Consignes ::
1 – Répondez à ces questions sur le texte consacré au sens de l'équité :
(a) Que l'auteur aimerait-il trouver au sujet du sens de l'équité ?
(b) Quel exemple familier d'équité est cité ?
(c) Combien pèse le marché du commerce équitable ?
2 – Rédigez la suite du texte sur le sens de l'équité à partir de sa dernière phrase.

##### Texte étudié

Ce que j’aimerais faire avec le sens de l’équité c’est la même chose : trouver une définition fonctionnelle, arriver à savoir pour quelles raisons les comportements équitables ont pu être favorisés au cours de l’évolution.
Pas de définition d’entrée donc, mais je peux vous donner des exemples familiers pour mieux cerner de quoi on parle. Un des exemples d’équité les plus familiers dans notre vie de tous les jours, c’est le commerce équitable.
Le commerce équitable c’est accepter de payer un peu plus cher pour sa tablette de chocolat pour que les producteurs de cacao ou d’autres matières premières puissent vivre décemment de leur métier. Et même si acheter du commerce équitable ce n’est pas quelque chose qu’on fait tout le temps, c’est un marché qui pèse des centaines de millions d’euros, et qui est en croissance chaque année, ce qui montre que beaucoup de gens y adhèrent.

##########
##### Données d'entrée

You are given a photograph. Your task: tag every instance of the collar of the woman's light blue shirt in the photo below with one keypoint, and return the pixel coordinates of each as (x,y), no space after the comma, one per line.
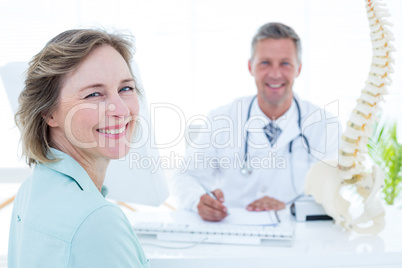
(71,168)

##########
##### Données d'entrée

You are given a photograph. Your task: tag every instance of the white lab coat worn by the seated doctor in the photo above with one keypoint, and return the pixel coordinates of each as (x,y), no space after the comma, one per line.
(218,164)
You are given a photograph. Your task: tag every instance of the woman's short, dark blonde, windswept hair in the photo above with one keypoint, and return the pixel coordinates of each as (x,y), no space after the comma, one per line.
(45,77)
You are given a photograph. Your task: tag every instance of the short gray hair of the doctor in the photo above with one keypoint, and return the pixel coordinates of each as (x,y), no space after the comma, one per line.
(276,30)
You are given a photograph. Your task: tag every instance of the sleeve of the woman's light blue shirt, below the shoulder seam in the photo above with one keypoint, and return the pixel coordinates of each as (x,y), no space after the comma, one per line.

##########
##### Données d'entrée

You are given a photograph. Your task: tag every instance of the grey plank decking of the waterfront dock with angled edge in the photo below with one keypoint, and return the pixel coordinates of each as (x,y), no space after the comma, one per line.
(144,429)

##########

Réponses ::
1 –
(a) Une définition fonctionnelle, et les raisons pour lesquelles les comportements équitables ont pu être favorisés au cours de l'évolution.
(b) Le commerce équitable.
(c) Des centaines de millions d'euros.

2 –
Un autre exemple d’équité ce sont les systèmes de paiement que l’on appelle Pay-what-you-want, où il n’y pas de prix fixé, et les acheteurs ou consommateurs sont invités à fixer eux-mêmes le prix qu’ils veulent payer pour un produit. Ça s’utilise dans plein de domaines différents, notamment pour la vente de produits numériques sur le web, mais le pay-what-you-want est aussi utilisé dans la vraie vie, par exemple dans la restauration. Vous pouvez trouver des restaurants en France où à la fin du repas, le serveur viendra vous apporter une addition qui ne comporte aucun montant, et ça sera à vous de décider combien vous souhaitez payer pour le repas que vous venez de manger. Et ce qui est formidable c’est que non seulement les gens donnent une somme non négligeable, une somme qu’ils trouvent équitable, mais très souvent ils donnent une somme que le restaurateur aurait demandé lui-même.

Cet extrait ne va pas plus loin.